§ **PAGE EXTRACT**
=== Begin Enclosure ===

In our more doctrinaire and repressive age, challenging the pedestalization of woman is scarcely permitted.[3] Marginalized medieval Latin literature can contribute to desperately needed liberation. Women will not be men’s equals until men stop looking up to women.
*  *  *  *  *

Notes:
[1] “Most I ryden by Rybbesdale,” stanza 1, Middle English text and translation (adapted) from Fein (2014). The subsequent quote above is the last three lines of the poem (ll. 82-4), sourced similarly. The adapted translation benefited from the glosses for the textually inferior version at Harvard’s Geoffrey Chaucer Website.
The poem is best not read literally. Despite its description of the women (descriptio), the line “by all accounts, as someone told me” indicates that the poetic voice hasn’t actually seen the woman. Fein’s introduction to the poem declares, “Its distinctive feature is hyperbole.” The poem is also a travesty of the pretenses of courtly love. Ransom (1985) p. 56. In deifying an ordinary flesh-and-blood woman of Ribbesdale, it’s “a superb example of medieval irony.” Jauss (1983) p. 293. The woman of Ribbesdale is like Eve, the flesh-and-blood woman made from Adam’s rib. She isn’t like the extraordinary Mary, the first and preeminent Christian disciple.

=== End Enclosure ===

§ **THE DATA**
=== Begin Enclosure ===

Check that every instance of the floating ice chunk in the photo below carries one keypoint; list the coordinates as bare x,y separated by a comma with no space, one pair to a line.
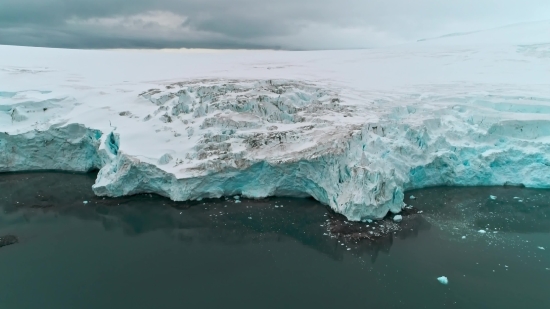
165,159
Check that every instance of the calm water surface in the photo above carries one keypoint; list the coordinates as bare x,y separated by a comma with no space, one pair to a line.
148,252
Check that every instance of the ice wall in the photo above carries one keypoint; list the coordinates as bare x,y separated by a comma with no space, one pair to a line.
206,139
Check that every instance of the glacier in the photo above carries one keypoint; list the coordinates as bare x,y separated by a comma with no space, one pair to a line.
352,129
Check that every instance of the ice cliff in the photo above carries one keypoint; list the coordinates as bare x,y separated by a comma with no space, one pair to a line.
323,130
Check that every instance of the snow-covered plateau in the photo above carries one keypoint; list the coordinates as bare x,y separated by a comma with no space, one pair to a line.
353,129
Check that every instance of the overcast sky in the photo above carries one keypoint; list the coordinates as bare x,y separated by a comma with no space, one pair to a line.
279,24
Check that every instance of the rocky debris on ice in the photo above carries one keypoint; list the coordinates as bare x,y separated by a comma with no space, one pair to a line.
312,128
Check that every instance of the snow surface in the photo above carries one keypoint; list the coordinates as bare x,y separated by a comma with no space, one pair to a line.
353,129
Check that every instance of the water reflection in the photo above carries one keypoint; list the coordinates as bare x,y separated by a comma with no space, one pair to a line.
38,196
504,209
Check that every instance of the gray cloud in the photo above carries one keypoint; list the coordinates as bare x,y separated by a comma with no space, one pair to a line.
285,24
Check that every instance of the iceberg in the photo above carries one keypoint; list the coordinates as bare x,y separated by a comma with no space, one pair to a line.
352,129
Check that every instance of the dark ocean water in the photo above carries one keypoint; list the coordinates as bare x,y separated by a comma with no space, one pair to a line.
146,251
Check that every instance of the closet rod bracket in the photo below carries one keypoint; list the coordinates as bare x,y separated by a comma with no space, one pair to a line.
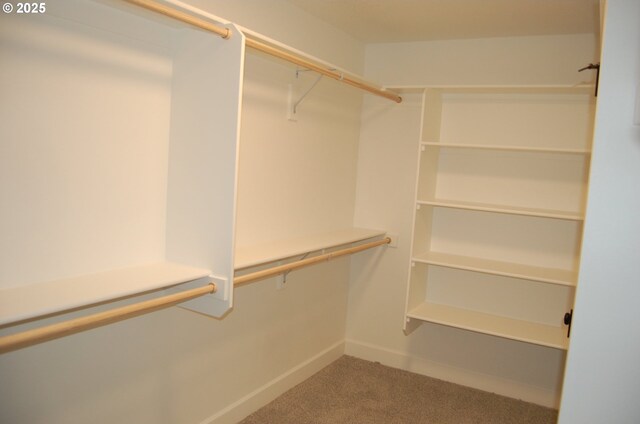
293,105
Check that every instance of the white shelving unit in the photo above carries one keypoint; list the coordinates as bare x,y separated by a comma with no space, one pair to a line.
499,208
127,182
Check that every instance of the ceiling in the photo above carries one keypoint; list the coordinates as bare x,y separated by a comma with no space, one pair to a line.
379,21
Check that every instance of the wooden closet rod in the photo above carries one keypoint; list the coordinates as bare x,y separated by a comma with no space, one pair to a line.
154,6
265,48
331,73
65,328
276,270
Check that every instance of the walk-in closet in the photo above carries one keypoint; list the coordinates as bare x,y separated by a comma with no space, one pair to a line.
402,210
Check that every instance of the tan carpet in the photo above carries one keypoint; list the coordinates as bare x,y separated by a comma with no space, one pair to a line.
355,391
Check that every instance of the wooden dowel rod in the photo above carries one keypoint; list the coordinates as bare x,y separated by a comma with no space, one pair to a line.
255,44
258,275
181,16
54,331
289,57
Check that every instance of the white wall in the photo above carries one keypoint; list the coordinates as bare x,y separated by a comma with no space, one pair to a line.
387,167
174,366
602,382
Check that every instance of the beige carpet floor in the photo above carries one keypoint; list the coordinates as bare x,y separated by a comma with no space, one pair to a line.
355,391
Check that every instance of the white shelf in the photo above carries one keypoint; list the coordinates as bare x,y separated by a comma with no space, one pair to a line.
510,328
250,256
517,89
526,272
41,299
529,149
513,210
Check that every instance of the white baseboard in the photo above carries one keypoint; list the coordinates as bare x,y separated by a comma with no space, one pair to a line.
274,388
488,383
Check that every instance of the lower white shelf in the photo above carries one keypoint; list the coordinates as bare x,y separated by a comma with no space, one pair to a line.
507,269
480,322
41,299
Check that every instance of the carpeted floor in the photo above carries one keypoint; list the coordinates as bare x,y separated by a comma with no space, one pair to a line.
355,391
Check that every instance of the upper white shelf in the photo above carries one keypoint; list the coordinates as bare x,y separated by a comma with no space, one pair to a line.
42,299
516,89
249,256
530,149
513,210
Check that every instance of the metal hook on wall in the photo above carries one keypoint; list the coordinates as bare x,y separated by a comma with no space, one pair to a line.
293,105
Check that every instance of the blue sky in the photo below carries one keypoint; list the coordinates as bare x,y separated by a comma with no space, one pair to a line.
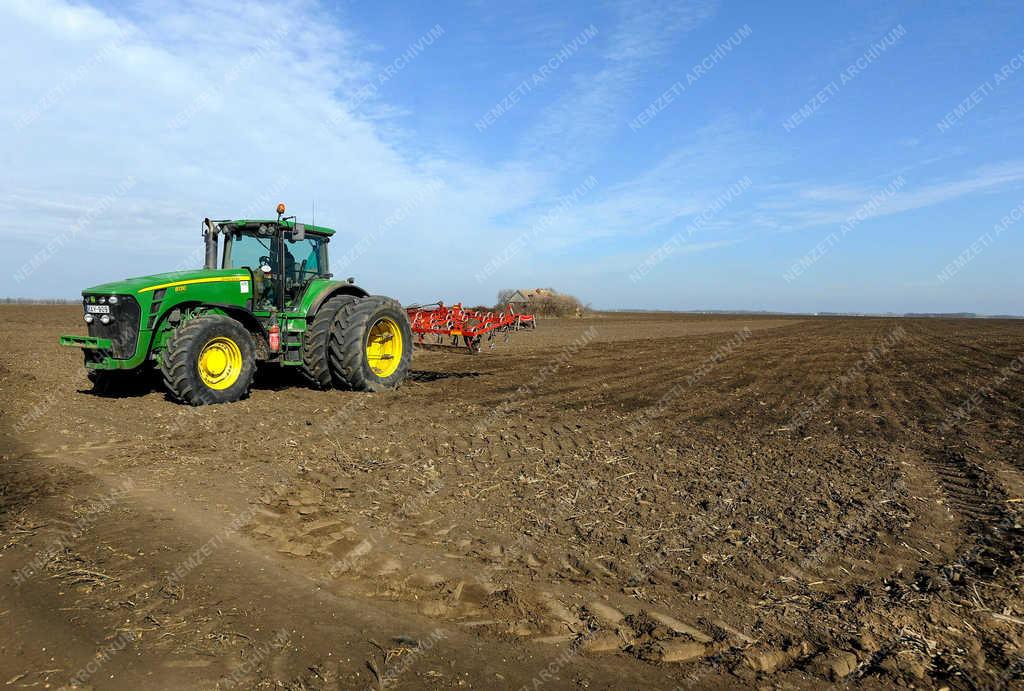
615,132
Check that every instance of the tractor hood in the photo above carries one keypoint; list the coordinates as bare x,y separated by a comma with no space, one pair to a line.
158,281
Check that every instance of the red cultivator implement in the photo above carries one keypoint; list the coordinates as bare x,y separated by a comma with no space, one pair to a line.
441,328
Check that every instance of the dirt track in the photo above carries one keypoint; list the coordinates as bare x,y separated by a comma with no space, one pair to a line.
628,501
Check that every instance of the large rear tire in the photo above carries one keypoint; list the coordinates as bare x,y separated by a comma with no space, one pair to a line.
209,359
371,345
315,359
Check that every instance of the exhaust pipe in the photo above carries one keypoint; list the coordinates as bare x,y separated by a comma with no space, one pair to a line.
210,230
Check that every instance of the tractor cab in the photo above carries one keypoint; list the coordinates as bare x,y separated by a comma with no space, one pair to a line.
283,255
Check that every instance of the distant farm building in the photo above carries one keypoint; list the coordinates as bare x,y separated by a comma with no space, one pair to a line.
525,296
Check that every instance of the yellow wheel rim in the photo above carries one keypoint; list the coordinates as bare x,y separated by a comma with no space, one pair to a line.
384,347
220,362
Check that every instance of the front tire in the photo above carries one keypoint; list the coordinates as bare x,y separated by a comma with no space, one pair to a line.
371,345
209,359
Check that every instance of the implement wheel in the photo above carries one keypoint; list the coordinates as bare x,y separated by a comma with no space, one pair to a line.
371,345
209,359
315,363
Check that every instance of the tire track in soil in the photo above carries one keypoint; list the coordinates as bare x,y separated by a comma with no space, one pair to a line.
977,498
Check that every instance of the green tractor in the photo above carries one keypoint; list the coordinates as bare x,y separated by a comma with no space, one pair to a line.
269,298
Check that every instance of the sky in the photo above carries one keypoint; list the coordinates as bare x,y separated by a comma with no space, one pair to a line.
793,157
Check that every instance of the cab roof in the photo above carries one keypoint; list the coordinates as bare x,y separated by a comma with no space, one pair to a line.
243,222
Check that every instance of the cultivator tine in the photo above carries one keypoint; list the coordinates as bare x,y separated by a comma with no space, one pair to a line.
438,321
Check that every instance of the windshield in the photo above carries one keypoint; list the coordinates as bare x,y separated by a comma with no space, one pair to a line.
250,252
303,262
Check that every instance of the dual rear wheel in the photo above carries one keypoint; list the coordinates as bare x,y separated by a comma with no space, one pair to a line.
359,344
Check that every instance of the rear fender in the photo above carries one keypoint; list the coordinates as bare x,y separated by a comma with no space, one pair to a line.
332,291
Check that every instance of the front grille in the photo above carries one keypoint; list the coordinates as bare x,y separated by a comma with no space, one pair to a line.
123,329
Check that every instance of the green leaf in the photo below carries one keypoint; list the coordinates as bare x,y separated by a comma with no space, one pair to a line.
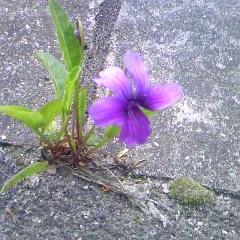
56,70
82,105
33,120
49,111
68,42
23,174
111,132
147,112
71,82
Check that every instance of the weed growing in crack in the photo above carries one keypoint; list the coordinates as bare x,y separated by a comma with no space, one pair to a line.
60,124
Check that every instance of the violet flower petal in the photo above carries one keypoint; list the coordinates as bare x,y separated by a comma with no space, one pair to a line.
115,79
160,96
136,67
136,128
108,111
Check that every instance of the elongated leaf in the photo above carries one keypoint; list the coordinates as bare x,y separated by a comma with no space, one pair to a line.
71,82
68,42
23,174
56,70
82,105
49,111
111,132
31,119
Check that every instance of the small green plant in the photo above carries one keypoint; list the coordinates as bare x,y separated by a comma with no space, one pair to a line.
189,192
124,112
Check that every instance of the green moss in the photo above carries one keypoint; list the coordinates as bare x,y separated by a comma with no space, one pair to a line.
189,192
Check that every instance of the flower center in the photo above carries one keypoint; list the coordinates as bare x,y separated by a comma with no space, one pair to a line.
132,108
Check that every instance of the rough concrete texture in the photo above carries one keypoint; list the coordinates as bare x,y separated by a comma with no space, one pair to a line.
195,43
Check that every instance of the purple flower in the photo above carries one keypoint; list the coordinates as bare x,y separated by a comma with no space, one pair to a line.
123,109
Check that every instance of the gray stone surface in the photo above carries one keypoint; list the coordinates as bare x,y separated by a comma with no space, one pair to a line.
195,43
192,42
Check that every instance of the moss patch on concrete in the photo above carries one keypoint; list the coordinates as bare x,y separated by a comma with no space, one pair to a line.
189,192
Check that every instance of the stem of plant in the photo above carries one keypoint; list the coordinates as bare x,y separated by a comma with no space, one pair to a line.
76,109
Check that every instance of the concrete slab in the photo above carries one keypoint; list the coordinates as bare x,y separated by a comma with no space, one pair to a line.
195,43
192,42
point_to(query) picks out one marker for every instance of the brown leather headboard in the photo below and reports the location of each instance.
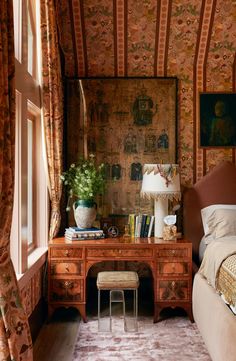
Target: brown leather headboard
(217, 187)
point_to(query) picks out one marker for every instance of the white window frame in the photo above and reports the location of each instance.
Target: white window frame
(28, 101)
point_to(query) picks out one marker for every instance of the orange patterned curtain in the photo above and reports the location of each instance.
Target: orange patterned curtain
(52, 109)
(15, 338)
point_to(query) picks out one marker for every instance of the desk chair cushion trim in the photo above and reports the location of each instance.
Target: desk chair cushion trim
(117, 280)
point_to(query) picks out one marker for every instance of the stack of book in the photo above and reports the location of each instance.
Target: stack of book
(76, 234)
(141, 225)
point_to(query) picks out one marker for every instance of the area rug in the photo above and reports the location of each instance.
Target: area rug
(174, 339)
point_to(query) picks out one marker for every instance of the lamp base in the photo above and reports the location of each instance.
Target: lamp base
(161, 211)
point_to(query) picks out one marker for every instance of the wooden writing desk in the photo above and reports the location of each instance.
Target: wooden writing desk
(169, 261)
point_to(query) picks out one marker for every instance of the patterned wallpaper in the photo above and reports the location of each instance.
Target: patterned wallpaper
(195, 41)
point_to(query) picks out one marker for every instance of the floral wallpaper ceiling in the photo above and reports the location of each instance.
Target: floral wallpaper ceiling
(195, 41)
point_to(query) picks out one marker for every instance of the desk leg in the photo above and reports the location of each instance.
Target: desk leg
(82, 311)
(157, 311)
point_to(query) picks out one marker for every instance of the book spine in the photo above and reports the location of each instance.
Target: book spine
(147, 224)
(132, 224)
(151, 226)
(143, 225)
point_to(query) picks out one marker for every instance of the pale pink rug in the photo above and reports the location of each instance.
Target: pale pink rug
(174, 339)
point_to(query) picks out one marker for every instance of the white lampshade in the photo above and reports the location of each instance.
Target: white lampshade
(161, 182)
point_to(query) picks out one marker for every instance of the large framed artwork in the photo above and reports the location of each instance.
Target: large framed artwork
(217, 120)
(126, 123)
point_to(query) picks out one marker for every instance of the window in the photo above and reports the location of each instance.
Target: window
(30, 214)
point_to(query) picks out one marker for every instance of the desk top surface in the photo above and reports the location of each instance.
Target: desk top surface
(116, 241)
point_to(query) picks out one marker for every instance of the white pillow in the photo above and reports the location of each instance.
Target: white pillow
(222, 223)
(207, 212)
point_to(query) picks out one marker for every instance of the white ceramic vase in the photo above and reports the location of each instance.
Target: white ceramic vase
(85, 212)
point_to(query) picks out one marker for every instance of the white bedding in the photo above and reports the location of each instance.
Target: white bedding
(215, 253)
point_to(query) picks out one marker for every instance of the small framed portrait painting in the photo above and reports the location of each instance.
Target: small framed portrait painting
(217, 120)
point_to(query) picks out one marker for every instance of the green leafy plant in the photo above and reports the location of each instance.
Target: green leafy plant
(84, 179)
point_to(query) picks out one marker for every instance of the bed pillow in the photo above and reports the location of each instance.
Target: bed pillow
(221, 223)
(207, 211)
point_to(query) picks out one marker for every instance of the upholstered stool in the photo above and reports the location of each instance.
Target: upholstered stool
(117, 282)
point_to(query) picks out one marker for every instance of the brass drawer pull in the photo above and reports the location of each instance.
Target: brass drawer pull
(67, 284)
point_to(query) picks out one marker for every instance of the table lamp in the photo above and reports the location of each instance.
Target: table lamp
(162, 183)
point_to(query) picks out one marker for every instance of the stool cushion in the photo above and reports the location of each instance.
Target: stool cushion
(117, 280)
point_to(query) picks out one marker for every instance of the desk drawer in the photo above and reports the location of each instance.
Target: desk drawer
(178, 252)
(119, 253)
(66, 290)
(68, 252)
(172, 290)
(175, 268)
(65, 268)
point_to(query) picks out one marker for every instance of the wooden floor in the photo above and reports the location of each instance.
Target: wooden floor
(56, 339)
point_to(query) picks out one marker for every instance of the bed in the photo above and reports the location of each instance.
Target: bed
(214, 276)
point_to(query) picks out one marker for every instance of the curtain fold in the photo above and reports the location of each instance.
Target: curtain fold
(15, 338)
(52, 109)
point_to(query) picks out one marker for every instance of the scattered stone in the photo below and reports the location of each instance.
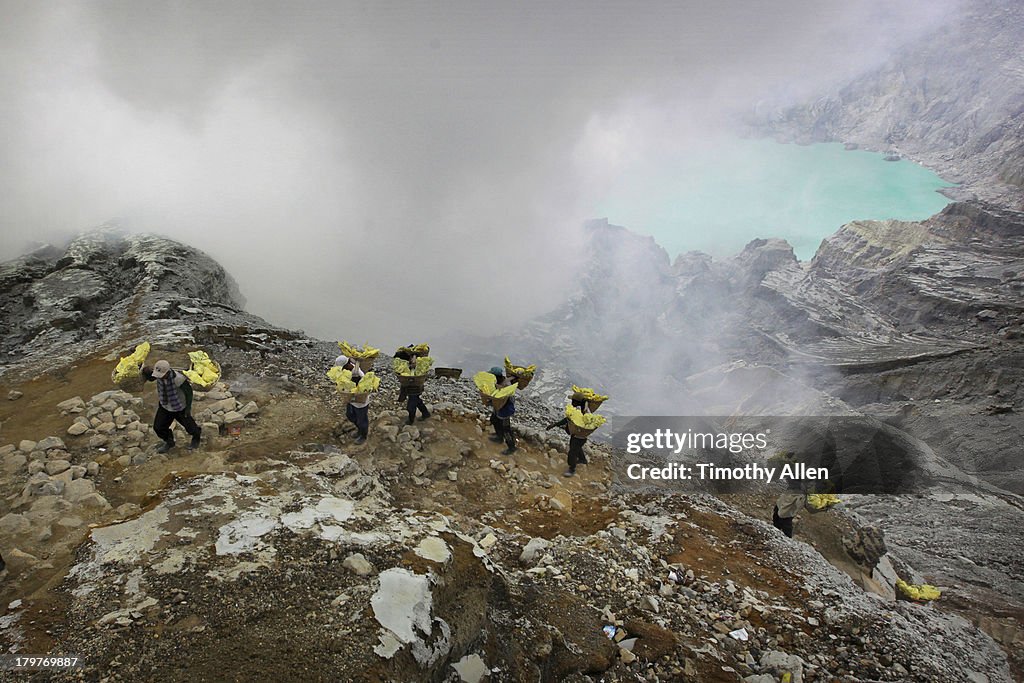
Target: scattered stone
(79, 488)
(77, 429)
(56, 466)
(75, 404)
(12, 524)
(531, 549)
(51, 442)
(358, 564)
(18, 562)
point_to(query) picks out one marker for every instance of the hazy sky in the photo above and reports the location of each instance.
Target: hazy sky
(387, 171)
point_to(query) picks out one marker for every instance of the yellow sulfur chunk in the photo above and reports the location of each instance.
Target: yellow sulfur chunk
(585, 420)
(357, 353)
(129, 366)
(589, 393)
(822, 501)
(918, 592)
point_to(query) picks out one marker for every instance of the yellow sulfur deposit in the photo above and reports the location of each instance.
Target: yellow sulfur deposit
(369, 382)
(422, 367)
(505, 391)
(485, 382)
(822, 501)
(204, 372)
(129, 366)
(918, 592)
(518, 371)
(367, 352)
(588, 394)
(415, 349)
(341, 377)
(585, 420)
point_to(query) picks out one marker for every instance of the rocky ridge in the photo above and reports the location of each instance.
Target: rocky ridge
(953, 100)
(288, 551)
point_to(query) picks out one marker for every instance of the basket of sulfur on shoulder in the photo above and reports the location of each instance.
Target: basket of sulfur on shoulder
(128, 373)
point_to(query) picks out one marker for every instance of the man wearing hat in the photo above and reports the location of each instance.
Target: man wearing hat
(501, 419)
(357, 414)
(174, 394)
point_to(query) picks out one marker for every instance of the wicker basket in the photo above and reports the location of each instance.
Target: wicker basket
(352, 397)
(216, 365)
(412, 380)
(131, 384)
(578, 431)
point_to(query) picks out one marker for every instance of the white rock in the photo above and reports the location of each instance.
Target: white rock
(529, 552)
(471, 669)
(358, 564)
(79, 488)
(402, 603)
(434, 549)
(56, 466)
(50, 442)
(75, 404)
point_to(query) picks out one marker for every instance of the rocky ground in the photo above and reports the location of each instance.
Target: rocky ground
(950, 100)
(286, 551)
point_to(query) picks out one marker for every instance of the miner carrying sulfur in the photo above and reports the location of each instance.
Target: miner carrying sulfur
(174, 394)
(501, 418)
(576, 454)
(356, 413)
(412, 392)
(788, 505)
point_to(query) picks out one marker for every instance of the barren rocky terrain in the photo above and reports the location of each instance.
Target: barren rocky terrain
(287, 551)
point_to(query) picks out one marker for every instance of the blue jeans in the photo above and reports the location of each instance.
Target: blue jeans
(358, 417)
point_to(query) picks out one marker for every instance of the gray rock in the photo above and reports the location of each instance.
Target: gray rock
(358, 564)
(12, 524)
(79, 488)
(14, 462)
(51, 442)
(531, 549)
(56, 466)
(77, 429)
(76, 404)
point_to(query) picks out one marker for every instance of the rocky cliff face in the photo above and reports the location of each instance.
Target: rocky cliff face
(952, 100)
(918, 325)
(287, 550)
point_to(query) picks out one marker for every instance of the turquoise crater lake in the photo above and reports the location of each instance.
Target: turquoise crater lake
(718, 199)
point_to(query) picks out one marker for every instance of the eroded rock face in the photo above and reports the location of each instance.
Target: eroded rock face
(102, 281)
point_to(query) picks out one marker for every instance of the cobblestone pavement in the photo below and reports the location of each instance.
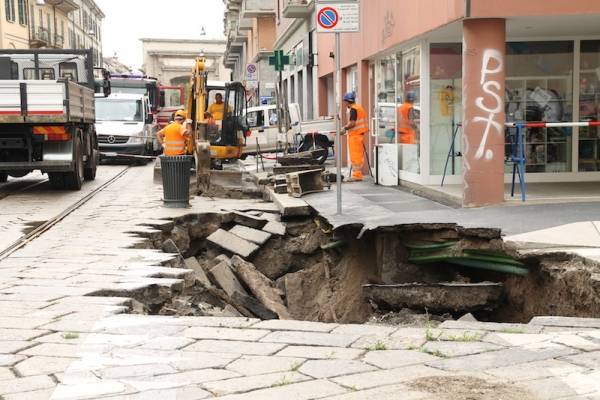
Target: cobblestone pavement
(60, 339)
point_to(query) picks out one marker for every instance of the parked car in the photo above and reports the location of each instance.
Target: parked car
(125, 125)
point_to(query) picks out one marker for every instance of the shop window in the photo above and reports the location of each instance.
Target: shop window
(589, 105)
(539, 87)
(445, 107)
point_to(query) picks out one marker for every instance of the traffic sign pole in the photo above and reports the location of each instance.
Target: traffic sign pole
(338, 122)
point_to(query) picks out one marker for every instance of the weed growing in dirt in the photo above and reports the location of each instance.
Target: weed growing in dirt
(465, 337)
(282, 382)
(431, 336)
(379, 345)
(70, 335)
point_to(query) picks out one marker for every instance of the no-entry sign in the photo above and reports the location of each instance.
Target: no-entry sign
(339, 16)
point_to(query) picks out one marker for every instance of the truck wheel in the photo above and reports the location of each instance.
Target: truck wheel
(89, 172)
(57, 180)
(74, 179)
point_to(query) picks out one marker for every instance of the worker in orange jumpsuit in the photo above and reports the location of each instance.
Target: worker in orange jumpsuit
(406, 123)
(356, 129)
(173, 136)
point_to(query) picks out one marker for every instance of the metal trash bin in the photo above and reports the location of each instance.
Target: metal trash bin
(176, 180)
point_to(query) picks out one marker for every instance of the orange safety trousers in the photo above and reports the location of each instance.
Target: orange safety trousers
(357, 154)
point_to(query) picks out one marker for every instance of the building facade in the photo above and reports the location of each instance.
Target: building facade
(55, 24)
(172, 60)
(251, 32)
(467, 68)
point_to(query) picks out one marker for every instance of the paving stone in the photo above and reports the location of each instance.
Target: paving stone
(387, 359)
(88, 390)
(233, 243)
(250, 335)
(166, 343)
(309, 338)
(53, 350)
(329, 368)
(258, 365)
(290, 325)
(535, 370)
(226, 279)
(297, 391)
(501, 358)
(43, 394)
(41, 365)
(384, 393)
(188, 360)
(129, 371)
(248, 383)
(26, 384)
(9, 347)
(199, 273)
(230, 346)
(275, 228)
(491, 326)
(589, 360)
(370, 380)
(6, 373)
(180, 379)
(364, 330)
(321, 352)
(21, 334)
(8, 360)
(566, 322)
(457, 349)
(251, 234)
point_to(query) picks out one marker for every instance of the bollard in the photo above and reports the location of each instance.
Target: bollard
(176, 180)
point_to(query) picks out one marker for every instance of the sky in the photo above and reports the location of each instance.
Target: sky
(129, 20)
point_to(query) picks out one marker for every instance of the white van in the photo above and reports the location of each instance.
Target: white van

=== End Enclosure ===

§ **WHAT TO WORK ON**
#1 List every source that the excerpt cites by author name and year.
#2 Copy the excerpt's wording, beginning at the words "The poem is best" and stopping after "preeminent Christian disciple.".

§ **ANSWERS BY ITEM NUMBER**
#1
Fein (2014)
Ransom (1985)
Jauss (1983)

#2
The poem is best not read literally. Despite its description of the women (descriptio), the line “by all accounts, as someone told me” indicates that the poetic voice hasn’t actually seen the woman. Fein’s introduction to the poem declares, “Its distinctive feature is hyperbole.” The poem is also a travesty of the pretenses of courtly love. Ransom (1985) p. 56. In deifying an ordinary flesh-and-blood woman of Ribbesdale, it’s “a superb example of medieval irony.” Jauss (1983) p. 293. The woman of Ribbesdale is like Eve, the flesh-and-blood woman made from Adam’s rib. She isn’t like the extraordinary Mary, the first and preeminent Christian disciple.